**Exercise aim:** Set down exactly, and only, the lines from the one with "man's arm, locate" to the final line of the entries, both included.

##############################

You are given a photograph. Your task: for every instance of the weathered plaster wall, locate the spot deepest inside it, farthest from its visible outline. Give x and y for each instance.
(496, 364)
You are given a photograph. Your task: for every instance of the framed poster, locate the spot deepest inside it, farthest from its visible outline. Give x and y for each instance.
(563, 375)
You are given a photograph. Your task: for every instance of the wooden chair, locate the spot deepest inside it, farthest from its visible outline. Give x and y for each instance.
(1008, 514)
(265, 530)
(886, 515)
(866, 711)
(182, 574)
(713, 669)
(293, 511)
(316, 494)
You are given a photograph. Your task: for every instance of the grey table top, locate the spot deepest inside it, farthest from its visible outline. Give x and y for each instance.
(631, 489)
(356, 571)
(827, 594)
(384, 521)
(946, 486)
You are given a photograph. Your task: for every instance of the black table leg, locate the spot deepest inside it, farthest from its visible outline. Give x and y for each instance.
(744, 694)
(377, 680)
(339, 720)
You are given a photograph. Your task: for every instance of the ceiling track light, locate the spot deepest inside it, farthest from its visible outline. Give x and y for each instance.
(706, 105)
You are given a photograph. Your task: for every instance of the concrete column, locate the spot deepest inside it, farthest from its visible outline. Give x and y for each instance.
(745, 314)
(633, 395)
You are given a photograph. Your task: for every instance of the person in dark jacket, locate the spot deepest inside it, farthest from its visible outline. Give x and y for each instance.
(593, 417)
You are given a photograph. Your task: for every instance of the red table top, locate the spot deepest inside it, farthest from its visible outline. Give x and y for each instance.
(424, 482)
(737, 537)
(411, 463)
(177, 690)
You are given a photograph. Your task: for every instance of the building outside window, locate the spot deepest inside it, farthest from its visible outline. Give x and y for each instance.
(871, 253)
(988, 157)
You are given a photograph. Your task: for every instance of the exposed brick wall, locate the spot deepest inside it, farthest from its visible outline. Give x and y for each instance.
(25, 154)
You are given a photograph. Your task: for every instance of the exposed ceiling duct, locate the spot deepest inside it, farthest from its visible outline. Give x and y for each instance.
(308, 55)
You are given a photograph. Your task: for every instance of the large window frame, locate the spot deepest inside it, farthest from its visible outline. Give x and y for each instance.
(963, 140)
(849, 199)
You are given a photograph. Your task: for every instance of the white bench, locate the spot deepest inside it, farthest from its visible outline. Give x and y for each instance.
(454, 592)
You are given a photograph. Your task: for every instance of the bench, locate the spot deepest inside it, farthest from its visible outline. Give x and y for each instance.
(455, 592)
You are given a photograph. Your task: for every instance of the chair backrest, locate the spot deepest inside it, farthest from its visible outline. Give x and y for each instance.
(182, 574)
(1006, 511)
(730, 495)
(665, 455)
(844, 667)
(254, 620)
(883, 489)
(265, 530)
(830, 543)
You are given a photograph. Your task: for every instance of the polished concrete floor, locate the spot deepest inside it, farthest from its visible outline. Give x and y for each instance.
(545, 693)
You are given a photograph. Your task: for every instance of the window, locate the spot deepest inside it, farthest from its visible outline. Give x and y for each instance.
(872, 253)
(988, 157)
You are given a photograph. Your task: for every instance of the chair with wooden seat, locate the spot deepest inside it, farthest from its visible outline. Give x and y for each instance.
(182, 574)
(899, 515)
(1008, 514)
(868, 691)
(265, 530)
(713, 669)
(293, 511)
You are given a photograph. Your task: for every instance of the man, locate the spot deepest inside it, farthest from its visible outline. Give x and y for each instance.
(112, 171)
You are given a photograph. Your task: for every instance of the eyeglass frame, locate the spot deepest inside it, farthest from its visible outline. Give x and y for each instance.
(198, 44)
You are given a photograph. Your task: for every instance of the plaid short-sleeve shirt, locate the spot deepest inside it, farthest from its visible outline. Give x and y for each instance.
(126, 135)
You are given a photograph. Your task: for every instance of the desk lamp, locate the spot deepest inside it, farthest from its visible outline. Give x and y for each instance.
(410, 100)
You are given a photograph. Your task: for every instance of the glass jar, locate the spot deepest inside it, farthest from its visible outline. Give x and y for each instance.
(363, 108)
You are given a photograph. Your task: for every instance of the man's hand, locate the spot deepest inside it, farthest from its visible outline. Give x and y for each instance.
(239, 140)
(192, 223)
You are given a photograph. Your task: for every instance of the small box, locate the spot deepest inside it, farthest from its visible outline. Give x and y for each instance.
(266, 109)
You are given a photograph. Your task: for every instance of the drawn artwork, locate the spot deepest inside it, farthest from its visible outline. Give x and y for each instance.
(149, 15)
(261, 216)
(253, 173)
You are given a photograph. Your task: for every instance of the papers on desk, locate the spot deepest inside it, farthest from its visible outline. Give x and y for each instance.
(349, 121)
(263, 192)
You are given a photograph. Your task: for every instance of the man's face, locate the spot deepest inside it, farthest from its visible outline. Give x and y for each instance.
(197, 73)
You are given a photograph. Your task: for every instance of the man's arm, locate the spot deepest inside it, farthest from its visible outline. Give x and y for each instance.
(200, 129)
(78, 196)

##############################

**Solution to this problem:**
You are given a photograph. Your task: for every instance of the man's arm, locate the spot deepest inside it, farthest from its visible outline. Give x and y for each instance.
(200, 129)
(78, 196)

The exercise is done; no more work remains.